Available data
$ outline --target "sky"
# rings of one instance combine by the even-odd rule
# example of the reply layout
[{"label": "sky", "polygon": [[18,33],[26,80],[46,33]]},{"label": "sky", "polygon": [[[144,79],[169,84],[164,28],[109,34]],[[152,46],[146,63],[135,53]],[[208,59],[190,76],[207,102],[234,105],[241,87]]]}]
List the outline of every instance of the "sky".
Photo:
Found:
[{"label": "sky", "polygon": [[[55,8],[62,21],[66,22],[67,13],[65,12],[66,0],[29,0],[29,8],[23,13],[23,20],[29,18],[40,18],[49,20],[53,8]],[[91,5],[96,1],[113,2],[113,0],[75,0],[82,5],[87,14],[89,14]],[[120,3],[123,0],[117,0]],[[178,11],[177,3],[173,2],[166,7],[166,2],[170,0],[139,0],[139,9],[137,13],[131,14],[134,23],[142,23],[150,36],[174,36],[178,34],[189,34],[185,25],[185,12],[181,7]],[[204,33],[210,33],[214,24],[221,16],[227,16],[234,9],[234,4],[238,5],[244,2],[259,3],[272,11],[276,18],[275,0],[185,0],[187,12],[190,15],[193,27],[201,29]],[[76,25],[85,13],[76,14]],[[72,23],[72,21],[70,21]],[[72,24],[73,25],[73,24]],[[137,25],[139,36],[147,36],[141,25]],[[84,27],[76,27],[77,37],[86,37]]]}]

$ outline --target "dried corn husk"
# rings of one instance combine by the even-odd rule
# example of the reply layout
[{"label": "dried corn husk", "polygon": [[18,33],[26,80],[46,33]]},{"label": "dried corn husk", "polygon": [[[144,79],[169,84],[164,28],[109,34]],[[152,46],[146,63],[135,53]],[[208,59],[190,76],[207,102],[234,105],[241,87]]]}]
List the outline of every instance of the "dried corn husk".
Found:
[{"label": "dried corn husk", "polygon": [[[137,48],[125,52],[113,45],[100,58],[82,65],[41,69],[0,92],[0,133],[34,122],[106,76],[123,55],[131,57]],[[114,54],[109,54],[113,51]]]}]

Exercise prompt
Your task is to transcribe the material exactly.

Final result
$ outline --target "sky"
# rings of one instance combine by the even-odd rule
# example of the reply layout
[{"label": "sky", "polygon": [[18,33],[26,80],[46,33]]},{"label": "sky", "polygon": [[[144,79],[169,84],[164,28],[109,34]],[[152,46],[146,63],[135,53]],[[208,59],[190,76],[207,102],[234,105],[241,87]]]}]
List the outline of every instance of the "sky".
Photo:
Found:
[{"label": "sky", "polygon": [[[55,8],[62,21],[66,22],[67,13],[65,12],[66,0],[29,0],[29,8],[23,13],[23,20],[29,18],[40,18],[49,20],[53,8]],[[91,5],[96,1],[113,2],[113,0],[75,0],[82,5],[87,14],[89,14]],[[120,3],[123,0],[117,0]],[[178,11],[177,3],[173,2],[166,7],[166,2],[170,0],[139,0],[139,9],[137,13],[131,14],[134,23],[142,23],[150,36],[174,36],[178,34],[189,34],[185,25],[185,12],[181,7]],[[204,33],[210,33],[214,24],[221,16],[227,16],[234,9],[234,4],[238,5],[244,2],[259,3],[272,11],[276,18],[275,0],[185,0],[187,12],[190,15],[193,27],[201,29]],[[76,25],[85,13],[76,14]],[[72,23],[72,21],[70,21]],[[72,24],[73,25],[73,24]],[[137,25],[139,36],[147,36],[141,25]],[[84,27],[76,27],[77,37],[86,37]]]}]

$ outline --target "dried corn husk"
# rings of one instance combine by the even-odd rule
# example of the reply layout
[{"label": "dried corn husk", "polygon": [[18,33],[26,80],[46,33]]},{"label": "dried corn husk", "polygon": [[[144,79],[169,84],[164,28],[109,34]],[[152,46],[146,63],[135,53]],[[208,59],[190,76],[207,102],[234,105],[241,87]]]}]
List the outline of every instance of the "dried corn husk".
Found:
[{"label": "dried corn husk", "polygon": [[[137,48],[125,52],[113,45],[100,58],[82,65],[41,69],[0,92],[0,133],[34,122],[106,76],[123,55],[131,57]],[[114,54],[109,54],[113,51]]]}]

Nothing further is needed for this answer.